- **Quoted passage**:
BEGIN
We have described a new method for analyzing tiling arrays which generalizes the moving average approach to scenarios where a problem can be presented as a hypothesis test at each probe and a moving “average” can be applied to the p-values resulting from this test. Our method was applied to data for the Ci and Pros transcription factors, where we had information on both their target genes and binding sites.
The first set of results based on a t-test were used to compare the performance of the method to the standard moving average approaches where the moving average of a log-ratio or t-statistic can be evaluated (Sections 4.1–4.2). In general, we found that the results were comparable between the methods on the three metrics used. Since the t-statistic moving average approach is a special case that falls into the generalized moving average framework, it is reassuring that the results were consistent. Furthermore, for large sample sizes, the Stouffer-Lipták test should be equivalent to the standard moving average approach.
The generalized moving average generally performed at least as well as the existing moving average methods, with some variation in the best performer due to the data set and evaluation criteria. As in Kuan et al. (2008)
, an adjustment was made based on correlations between probes and our results (–) are consistent with previous work that showed improvement in predictions due to the dependence adjustments (Bourgon, 2006
, Kuan et al., 2008
). TileMap, which only accounts for first order dependencies, performs more similarly to the unadjusted methods than the dependence adjusted methods.
The ER predictions were compared using several evaluation metrics (target gene enrichment, motif enrichment and distance to gene). These types of information are useful for investigators to evaluate the quality of ER predictions. However, there are caveats regarding their use. First, the consensus is based on current knowledge and may not completely specify the binding specificity and second, the sets of target genes are likely to suffer from both false positives and false negatives. This may be especially true for the Pros results which are strikingly worse than the Ci results. However, the Pros results may also be due to to a relatively poorer enrichment signal or considerably higher auto correlation, which may make prediction difficult. Despite the inherent problems with the different benchmarks, using the combination of the three can still be useful for comparing methods.
The initial set of results can also be used to evaluate how different cutoffs and options affect the results. As expected, the more stringent FDR control cutoffs provided more accurate ER predictions based on the metrics. However, there are two caveats regarding these cutoffs. First, many moving averages methods including those applied here use Benjamini & Hochberg FDR control assuming tests are independent despite tests being locally correlated. The effect of correlation may make FDR estimation unstable and little is known about how to account for correlation (Efron, 2007
, Schwartzman and Liny, 2009
). Second, the FDR cutoffs are at the probe-level not the ER-level, which is also common for many tiling array analysis methods. It would be more ideal for investigators to have FDR cutoffs that correspond to the ER-level test.
END
- **Explore the material**:
(a) In the tiling-array discussion, which two transcription factors was the new method applied to?
(b) Write the next paragraph of the tiling-array discussion, picking up after its final sentence.

- **Material provided**:
BEGIN
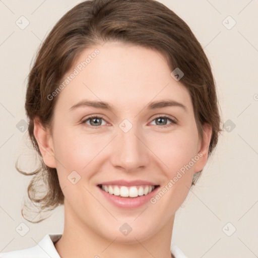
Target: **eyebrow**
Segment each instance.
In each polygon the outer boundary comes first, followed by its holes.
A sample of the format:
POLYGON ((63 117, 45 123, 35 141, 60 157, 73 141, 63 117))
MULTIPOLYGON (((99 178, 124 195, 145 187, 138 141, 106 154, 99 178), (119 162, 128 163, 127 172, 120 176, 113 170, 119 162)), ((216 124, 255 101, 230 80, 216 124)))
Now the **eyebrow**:
MULTIPOLYGON (((109 109, 110 111, 113 110, 112 106, 107 102, 105 101, 90 101, 88 100, 82 100, 77 104, 74 105, 70 108, 72 110, 78 107, 81 107, 84 106, 90 106, 95 107, 96 108, 102 108, 103 109, 109 109)), ((158 100, 156 101, 153 101, 148 103, 147 106, 148 109, 155 109, 156 108, 160 108, 162 107, 175 106, 183 108, 186 112, 188 112, 186 107, 175 100, 170 99, 165 99, 163 100, 158 100)))

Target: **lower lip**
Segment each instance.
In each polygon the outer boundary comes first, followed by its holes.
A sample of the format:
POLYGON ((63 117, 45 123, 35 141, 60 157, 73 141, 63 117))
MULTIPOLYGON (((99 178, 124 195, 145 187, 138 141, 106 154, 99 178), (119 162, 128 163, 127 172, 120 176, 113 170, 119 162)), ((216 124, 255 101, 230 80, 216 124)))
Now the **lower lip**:
POLYGON ((114 195, 110 195, 97 186, 102 195, 112 204, 118 208, 123 209, 134 209, 140 207, 150 201, 151 198, 156 194, 159 187, 155 188, 152 192, 146 195, 138 196, 138 197, 127 198, 119 197, 114 195))

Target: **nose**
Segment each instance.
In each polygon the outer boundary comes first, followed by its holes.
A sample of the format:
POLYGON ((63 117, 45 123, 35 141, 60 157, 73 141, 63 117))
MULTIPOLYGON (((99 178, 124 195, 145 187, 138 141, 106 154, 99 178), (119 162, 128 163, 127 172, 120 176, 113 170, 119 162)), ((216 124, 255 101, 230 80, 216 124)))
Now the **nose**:
POLYGON ((150 151, 137 126, 133 126, 127 133, 118 128, 117 134, 110 154, 112 165, 126 172, 139 171, 147 166, 150 151))

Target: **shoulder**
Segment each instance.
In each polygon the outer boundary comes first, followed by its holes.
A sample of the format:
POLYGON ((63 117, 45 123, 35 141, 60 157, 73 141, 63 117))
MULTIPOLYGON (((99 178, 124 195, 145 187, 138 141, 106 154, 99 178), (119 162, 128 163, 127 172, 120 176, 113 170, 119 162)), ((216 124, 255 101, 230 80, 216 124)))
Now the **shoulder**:
POLYGON ((26 249, 0 253, 0 258, 60 258, 53 242, 61 236, 61 234, 48 234, 36 245, 26 249))
POLYGON ((188 258, 183 251, 173 242, 171 242, 170 250, 175 258, 188 258))

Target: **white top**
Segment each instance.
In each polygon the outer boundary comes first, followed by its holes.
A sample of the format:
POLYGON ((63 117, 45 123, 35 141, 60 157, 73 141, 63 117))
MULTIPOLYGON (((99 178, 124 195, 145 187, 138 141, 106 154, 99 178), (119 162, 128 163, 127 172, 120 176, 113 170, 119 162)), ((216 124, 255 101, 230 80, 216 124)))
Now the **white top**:
MULTIPOLYGON (((37 245, 26 249, 1 252, 0 258, 60 258, 54 243, 61 236, 61 234, 46 234, 37 245)), ((171 251, 175 258, 187 258, 181 249, 173 243, 171 251)))

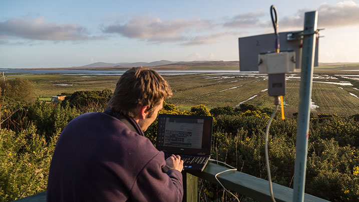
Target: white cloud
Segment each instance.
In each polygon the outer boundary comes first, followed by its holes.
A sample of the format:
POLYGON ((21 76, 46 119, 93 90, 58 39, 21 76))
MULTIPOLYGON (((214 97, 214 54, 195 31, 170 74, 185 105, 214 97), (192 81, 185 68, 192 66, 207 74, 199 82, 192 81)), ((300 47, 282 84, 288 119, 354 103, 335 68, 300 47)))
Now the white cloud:
MULTIPOLYGON (((359 5, 352 1, 339 2, 335 6, 324 3, 318 9, 318 28, 337 28, 359 25, 359 5)), ((279 26, 302 28, 304 13, 308 10, 298 10, 292 16, 279 19, 279 26)))
POLYGON ((198 36, 192 39, 188 40, 182 45, 186 46, 195 46, 207 44, 212 44, 220 42, 220 39, 224 37, 232 37, 235 36, 236 38, 238 36, 237 33, 235 34, 227 32, 215 33, 209 35, 198 36))
POLYGON ((265 16, 263 11, 256 13, 247 13, 235 16, 224 24, 225 27, 243 28, 258 26, 261 23, 259 19, 265 16))
POLYGON ((0 36, 54 41, 105 39, 89 36, 86 29, 78 25, 48 23, 43 17, 12 18, 0 22, 0 36))
POLYGON ((97 60, 95 60, 93 58, 91 58, 91 59, 90 60, 90 62, 91 63, 95 63, 98 62, 98 61, 97 60))
POLYGON ((210 29, 213 26, 212 21, 198 19, 163 21, 153 16, 137 16, 124 24, 107 26, 104 32, 149 42, 180 42, 188 40, 186 34, 210 29))

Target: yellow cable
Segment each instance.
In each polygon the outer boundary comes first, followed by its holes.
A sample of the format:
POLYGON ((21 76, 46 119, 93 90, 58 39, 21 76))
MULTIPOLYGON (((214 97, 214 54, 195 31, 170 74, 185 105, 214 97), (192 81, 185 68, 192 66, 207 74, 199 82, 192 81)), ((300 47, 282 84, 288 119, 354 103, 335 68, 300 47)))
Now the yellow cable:
POLYGON ((284 120, 284 108, 283 106, 283 96, 280 96, 280 105, 282 107, 282 120, 284 120))

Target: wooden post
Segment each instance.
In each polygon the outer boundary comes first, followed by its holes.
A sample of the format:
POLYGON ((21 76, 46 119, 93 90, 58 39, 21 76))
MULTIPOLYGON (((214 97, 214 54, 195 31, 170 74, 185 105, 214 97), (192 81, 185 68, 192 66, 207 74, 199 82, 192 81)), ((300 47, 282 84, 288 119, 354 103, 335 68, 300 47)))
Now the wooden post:
POLYGON ((186 172, 182 172, 184 202, 198 201, 198 177, 186 172))

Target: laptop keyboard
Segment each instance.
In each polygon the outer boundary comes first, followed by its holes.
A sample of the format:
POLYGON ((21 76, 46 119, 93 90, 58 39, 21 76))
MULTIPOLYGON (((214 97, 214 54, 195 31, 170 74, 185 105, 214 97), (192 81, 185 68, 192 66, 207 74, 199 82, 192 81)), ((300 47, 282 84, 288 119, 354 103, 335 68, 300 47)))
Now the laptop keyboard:
MULTIPOLYGON (((168 153, 165 153, 165 159, 171 156, 172 154, 168 153)), ((181 160, 183 160, 183 163, 185 164, 198 163, 201 164, 205 162, 208 158, 207 156, 191 156, 184 154, 180 154, 181 160)))

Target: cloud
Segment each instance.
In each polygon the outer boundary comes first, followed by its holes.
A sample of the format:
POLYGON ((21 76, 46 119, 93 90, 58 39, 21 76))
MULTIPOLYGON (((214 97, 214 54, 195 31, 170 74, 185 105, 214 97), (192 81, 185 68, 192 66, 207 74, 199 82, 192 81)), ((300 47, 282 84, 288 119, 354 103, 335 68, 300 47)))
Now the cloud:
POLYGON ((185 46, 195 46, 212 44, 220 42, 220 39, 226 37, 238 36, 237 33, 229 33, 227 32, 213 34, 209 35, 198 36, 188 41, 183 43, 182 45, 185 46))
POLYGON ((86 29, 78 25, 47 23, 42 17, 12 18, 0 22, 0 36, 55 41, 105 39, 90 36, 86 29))
POLYGON ((262 24, 259 19, 264 16, 265 15, 263 11, 240 14, 227 20, 223 25, 225 27, 232 28, 257 27, 262 24))
POLYGON ((163 21, 151 16, 137 16, 124 24, 115 24, 104 27, 106 33, 118 34, 129 38, 153 42, 185 41, 185 34, 210 29, 211 21, 192 19, 163 21))
MULTIPOLYGON (((335 6, 323 4, 318 9, 318 28, 338 28, 359 25, 359 5, 352 1, 339 2, 335 6)), ((302 28, 304 13, 301 9, 290 17, 279 19, 279 27, 302 28)))

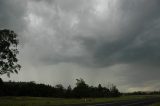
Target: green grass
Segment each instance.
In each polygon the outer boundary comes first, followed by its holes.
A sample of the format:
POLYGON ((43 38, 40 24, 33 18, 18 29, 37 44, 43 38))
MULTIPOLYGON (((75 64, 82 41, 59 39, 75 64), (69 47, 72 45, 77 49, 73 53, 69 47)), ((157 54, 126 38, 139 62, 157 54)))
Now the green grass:
MULTIPOLYGON (((118 102, 124 100, 139 100, 152 96, 121 96, 116 98, 87 98, 63 99, 63 98, 41 98, 41 97, 0 97, 0 106, 70 106, 71 104, 94 104, 103 102, 118 102)), ((155 105, 159 106, 159 105, 155 105)))
POLYGON ((155 103, 155 104, 152 104, 150 106, 160 106, 160 102, 159 103, 155 103))

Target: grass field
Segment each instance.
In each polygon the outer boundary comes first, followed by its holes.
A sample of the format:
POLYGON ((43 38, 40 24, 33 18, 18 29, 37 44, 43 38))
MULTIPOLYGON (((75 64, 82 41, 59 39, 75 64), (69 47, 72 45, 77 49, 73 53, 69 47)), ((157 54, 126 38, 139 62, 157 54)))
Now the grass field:
MULTIPOLYGON (((121 96, 116 98, 87 98, 84 99, 62 99, 41 97, 0 97, 0 106, 70 106, 74 104, 94 104, 103 102, 118 102, 123 100, 139 100, 152 96, 121 96)), ((160 105, 153 105, 160 106, 160 105)))
POLYGON ((160 106, 160 102, 159 103, 155 103, 155 104, 152 104, 150 106, 160 106))

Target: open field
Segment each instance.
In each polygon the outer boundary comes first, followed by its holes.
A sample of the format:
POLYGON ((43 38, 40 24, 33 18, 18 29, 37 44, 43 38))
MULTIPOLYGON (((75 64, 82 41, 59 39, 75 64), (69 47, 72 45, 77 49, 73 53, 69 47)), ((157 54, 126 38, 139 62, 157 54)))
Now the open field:
MULTIPOLYGON (((84 99, 62 99, 41 97, 0 97, 0 106, 70 106, 77 104, 96 104, 107 102, 120 102, 129 100, 141 100, 159 96, 121 96, 117 98, 87 98, 84 99)), ((155 105, 159 106, 159 105, 155 105)))
POLYGON ((160 102, 159 103, 155 103, 155 104, 152 104, 150 106, 160 106, 160 102))

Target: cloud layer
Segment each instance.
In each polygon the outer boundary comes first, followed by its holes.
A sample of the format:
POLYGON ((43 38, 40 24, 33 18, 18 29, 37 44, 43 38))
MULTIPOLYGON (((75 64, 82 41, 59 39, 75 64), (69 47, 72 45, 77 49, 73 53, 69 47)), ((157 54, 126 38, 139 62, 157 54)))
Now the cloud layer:
POLYGON ((0 0, 0 28, 20 35, 21 80, 67 85, 83 77, 91 84, 109 80, 123 91, 157 89, 159 5, 159 0, 0 0))

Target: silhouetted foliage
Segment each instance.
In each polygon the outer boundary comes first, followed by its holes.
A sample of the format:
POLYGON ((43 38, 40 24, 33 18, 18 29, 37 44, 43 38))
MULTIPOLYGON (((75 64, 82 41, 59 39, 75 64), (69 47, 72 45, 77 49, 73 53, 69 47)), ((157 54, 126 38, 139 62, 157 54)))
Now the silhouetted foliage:
POLYGON ((18 39, 17 34, 11 30, 0 30, 0 75, 10 73, 18 73, 20 65, 17 64, 18 59, 18 39))
POLYGON ((76 79, 76 86, 64 88, 63 85, 50 86, 35 82, 3 82, 0 80, 0 96, 34 96, 55 98, 115 97, 120 96, 116 86, 109 89, 101 84, 89 86, 83 79, 76 79))

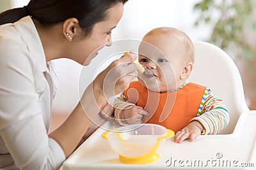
END
- **Answers to this exercise**:
(a) Ci and Pros.

(b)
We also evaluated the effect of the window size option. Windows sizes of 3–8 were selected to correspond to a typical DamID fragment length of 1800–4800. The combined p-value methods appear to be more sensitive to window length. Larger window sizes result in the prediction of longer ERs in general and better target gene enrichment, but worse motif enrichment and gene distance scores. Intermediate window sizes in the range 4–5 appear to balance these two effects.
Finally, two different versions of the combined p-value methods were introduced; Fisher’s Combined Probability Test and Stouffer-Lipták Test. For the most part, there appears to be an advantage of FwD compared to SLwD on smaller window sizes based on the evaluation metrics. In general, Fisher’s Combined Probability Test puts relatively more emphasis on small p-values than the Stouffer-Lipták Test (Loughin, 2004
). This would be more of a problem when the p-values that are combined are very disparate in magnitude, as in the analysis of the two Ci data sets in Section 4.3.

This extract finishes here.